▶ Task instructions:
a. Rewrite the stretch of the debt article from "If you talk to a banker, you" through "mattress with dollars.", changing "banker" to "loan officer".
b. According to the debt article, why is subprime lending sometimes called "second chance" lending? Answer in one to three sentences.

There is a lot of buzz on the web about Good Debt vs Bad Debt. The fact is, most of the baby boomers learned money matters from parents who grew up during the Great Depression. Since that time, many things have changed such as the Federal Reserve Board, insurance for deposits, checks and balances on banking procedures and since the 80s, checks and balances on Savings and Loans businesses.
If you talk to a banker, you will hear one side, if you talk to a real estate investor, you will hear another side. The point is to gather all the facts so that you can then make a wise decision concerning going into greater debt in order to have greater returns.
The old adage is true, ‘You must spend money to make money’, or consider this one, ‘Spend a dime to make a dollar.’ No one ever made money by stuffing the mattress with dollars.
Most families spend anywhere between 20% and 36% of their gross household income on mortgage and credit cards. The average U.S. Household has at least one credit card with an average balance of $9,200, according to CardWeb.com. This is when it is necessary to put that pencil to paper and budget your income. It is crucial not to spend more than you can afford to spend. Unless…
Bad Debt: is incurred on things you can’t afford and that you don’t need such as that high interest rate on your credit card that is maxed out. If you buy something that has no potential to increase in value, or goes down in value—furniture or appliances—that is bad debt.
Good Debt: can be described as that debt which occurs when you purchase something you must have but do not have the cash to acquire it. Your home is an excellent example of this. College is another example. The problem arises when your loan payments exceed your income, or more than you can comfortably afford to pay back.
Now consider this for a moment…
Good debt can also be when it is tax-deductible. If you could take out a mortgage that was more than you could afford to pay back, it would seem to be financial suicide. Except… if you take out this mortgage and the property gives you a positive return on your dollar. It means that it pays you more than what you are spending on the mortgage and other maintenance expenses. That means your money is working for you, and describes positive cash flow: an example of very good debt.
Investment properties have GREAT TAX BENEFITS. So, the decision to incur more debt for investment properties should be discussed with your tax advisor and real estate professionals.
Posts Tagged ‘Good’
Investment Property Is Good Debt
July 2nd, 2010Subprime Mortgage Lending : What?s Good About It?
June 16th, 2010In recent months, the media would lead us to believe that the risks and damages possible in subprime lending have ruined everyone who has chosen this kind of mortgage. While there have, indeed, been many catastrophes in this area, not all cases of subprime lending fall into this category. Some subprime lending benefits do exist.
Someone who borrows at a subprime rate pays a higher rate of interest than the “prime,” or currently normal, rate of interest. Often, the only way people with a poor credit score (FICO, or Fair Isaac Corporation score) can obtain a mortgage is by borrowing at a subprime rate. But perhaps your credit history is compromised because of a past circumstance that is behind you. Maybe temporary unemployment, a divorce, or some illness in the family that ran up your bills was the cause of your credit problem. You are, nevertheless, still considered to be a subprime borrower.
However, here is some information on how you may still reap the advantages of subprime lending, even if your past credit history hasn’t been the best. You, too, can get a mortgage and become a homeowner. People whose credit ratings indicate past problems are classified as subprime borrowers, simply because the risk to the lender is perceived as higher than normal. But subprime lending is sometimes called “second chance” lending, and that’s because subprime lenders give responsible individuals a second chance to improve their credit. The most important thing to remember if you are one of those individuals is: do not buy a house you cannot afford! You may be told that you “qualify” for a higher mortgage on a more expensive house. Pay no attention to that information. Buy the house whose costs you know you will be able to handle.

▶ Excerpted records:
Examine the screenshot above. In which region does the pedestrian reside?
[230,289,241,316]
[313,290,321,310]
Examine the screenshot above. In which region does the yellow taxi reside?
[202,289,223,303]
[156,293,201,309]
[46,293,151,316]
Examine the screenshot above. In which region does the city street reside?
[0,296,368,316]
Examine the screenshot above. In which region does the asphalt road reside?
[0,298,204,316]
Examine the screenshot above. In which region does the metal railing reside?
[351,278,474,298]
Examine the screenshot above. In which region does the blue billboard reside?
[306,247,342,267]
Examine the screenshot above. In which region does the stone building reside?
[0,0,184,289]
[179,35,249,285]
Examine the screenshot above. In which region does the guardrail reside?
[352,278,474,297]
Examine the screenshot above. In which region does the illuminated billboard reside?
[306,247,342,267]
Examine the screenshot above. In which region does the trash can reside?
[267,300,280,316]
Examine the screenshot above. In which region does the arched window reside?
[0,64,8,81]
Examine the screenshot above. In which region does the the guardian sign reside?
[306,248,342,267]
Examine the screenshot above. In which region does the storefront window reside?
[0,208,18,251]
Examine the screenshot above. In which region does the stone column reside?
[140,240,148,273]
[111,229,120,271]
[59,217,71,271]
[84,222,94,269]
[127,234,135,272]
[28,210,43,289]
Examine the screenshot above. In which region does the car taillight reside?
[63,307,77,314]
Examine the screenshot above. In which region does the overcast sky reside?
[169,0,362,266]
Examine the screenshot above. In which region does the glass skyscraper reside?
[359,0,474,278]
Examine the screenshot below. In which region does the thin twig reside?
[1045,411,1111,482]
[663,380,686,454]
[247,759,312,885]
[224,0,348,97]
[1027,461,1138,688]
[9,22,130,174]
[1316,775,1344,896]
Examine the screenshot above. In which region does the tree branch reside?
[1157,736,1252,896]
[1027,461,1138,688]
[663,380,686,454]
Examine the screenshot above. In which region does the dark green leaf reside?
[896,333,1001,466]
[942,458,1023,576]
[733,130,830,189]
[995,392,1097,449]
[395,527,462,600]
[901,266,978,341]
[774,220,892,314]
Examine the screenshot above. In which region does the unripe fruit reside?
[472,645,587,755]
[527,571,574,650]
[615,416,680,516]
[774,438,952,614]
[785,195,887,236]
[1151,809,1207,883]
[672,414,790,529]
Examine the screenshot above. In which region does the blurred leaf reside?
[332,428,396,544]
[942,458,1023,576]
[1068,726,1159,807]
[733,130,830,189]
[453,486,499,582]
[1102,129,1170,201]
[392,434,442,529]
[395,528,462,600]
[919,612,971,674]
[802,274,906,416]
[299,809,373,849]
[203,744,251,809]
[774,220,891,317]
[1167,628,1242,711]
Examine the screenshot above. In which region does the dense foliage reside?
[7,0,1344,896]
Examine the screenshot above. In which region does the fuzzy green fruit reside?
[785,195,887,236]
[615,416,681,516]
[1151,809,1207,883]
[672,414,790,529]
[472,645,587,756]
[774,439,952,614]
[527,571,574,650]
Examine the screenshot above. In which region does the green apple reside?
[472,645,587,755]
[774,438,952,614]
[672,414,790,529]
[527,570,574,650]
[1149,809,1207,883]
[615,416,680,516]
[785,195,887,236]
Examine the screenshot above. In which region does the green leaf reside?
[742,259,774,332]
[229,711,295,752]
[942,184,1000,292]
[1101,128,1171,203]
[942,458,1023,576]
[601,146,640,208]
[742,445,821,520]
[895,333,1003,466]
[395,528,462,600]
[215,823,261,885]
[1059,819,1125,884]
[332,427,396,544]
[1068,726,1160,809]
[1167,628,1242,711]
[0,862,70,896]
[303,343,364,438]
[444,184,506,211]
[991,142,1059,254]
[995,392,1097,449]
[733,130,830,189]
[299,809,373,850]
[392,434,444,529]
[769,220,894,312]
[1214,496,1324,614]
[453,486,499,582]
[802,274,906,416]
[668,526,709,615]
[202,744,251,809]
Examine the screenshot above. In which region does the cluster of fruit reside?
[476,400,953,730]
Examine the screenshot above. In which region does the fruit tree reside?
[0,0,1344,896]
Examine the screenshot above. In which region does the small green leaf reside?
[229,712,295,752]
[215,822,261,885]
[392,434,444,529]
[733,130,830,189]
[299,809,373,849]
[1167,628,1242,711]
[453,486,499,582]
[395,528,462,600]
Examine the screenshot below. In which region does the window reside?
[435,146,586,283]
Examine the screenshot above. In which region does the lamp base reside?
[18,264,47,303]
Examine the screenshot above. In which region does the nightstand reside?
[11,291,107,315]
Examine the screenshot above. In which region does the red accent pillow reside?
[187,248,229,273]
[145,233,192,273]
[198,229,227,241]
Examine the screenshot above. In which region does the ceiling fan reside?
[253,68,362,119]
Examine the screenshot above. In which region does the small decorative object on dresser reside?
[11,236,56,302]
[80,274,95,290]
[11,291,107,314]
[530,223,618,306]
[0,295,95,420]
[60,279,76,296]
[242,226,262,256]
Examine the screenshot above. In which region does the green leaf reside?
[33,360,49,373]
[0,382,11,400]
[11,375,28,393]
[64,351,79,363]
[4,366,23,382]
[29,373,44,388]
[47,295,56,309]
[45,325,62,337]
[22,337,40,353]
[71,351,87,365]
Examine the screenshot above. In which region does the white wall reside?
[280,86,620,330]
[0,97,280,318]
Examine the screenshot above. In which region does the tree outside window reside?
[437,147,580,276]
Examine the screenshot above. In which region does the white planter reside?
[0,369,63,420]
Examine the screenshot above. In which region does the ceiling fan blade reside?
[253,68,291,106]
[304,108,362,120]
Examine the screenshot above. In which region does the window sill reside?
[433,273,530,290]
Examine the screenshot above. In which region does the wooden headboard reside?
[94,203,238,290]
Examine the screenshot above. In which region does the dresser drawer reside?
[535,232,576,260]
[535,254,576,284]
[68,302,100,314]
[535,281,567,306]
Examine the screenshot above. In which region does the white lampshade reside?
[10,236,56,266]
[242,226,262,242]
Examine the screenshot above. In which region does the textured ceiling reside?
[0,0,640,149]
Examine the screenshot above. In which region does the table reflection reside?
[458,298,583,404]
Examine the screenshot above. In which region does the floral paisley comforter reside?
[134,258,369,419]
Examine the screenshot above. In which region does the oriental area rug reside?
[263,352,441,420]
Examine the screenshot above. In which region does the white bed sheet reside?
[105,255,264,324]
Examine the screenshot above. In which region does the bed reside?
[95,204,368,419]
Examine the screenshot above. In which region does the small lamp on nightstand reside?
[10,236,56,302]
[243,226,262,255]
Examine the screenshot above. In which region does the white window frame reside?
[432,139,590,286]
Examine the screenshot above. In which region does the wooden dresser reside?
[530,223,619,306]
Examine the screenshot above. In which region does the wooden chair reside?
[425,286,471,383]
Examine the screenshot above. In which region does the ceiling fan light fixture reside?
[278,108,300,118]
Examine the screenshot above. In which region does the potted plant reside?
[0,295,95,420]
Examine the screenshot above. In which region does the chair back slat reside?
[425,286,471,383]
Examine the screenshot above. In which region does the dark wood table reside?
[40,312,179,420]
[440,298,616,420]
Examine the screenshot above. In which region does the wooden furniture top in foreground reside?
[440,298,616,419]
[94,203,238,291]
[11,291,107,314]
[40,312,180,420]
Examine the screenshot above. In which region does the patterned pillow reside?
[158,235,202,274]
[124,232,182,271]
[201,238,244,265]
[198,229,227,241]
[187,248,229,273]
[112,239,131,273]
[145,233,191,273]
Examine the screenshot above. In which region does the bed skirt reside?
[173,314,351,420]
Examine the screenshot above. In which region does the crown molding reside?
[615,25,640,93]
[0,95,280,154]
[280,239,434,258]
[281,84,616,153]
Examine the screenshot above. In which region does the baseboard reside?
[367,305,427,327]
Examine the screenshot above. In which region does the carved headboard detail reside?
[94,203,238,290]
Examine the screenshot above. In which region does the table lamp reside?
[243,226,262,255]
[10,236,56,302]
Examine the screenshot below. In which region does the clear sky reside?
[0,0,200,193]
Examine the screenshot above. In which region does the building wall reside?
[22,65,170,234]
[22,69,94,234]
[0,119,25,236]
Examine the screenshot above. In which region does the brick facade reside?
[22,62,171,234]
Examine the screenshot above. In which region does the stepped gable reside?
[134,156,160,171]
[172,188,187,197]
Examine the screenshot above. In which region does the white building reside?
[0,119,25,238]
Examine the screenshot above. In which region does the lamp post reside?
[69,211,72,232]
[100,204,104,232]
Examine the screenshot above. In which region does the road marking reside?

▶ Results for each task:
a.
If you talk to a loan officer, you will hear one side, if you talk to a real estate investor, you will hear another side. The point is to gather all the facts so that you can then make a wise decision concerning going into greater debt in order to have greater returns.
The old adage is true, ‘You must spend money to make money’, or consider this one, ‘Spend a dime to make a dollar.’ No one ever made money by stuffing the mattress with dollars.

b. It gets that name because subprime lenders give responsible individuals a second chance to improve their credit. These are borrowers whose credit ratings show past problems.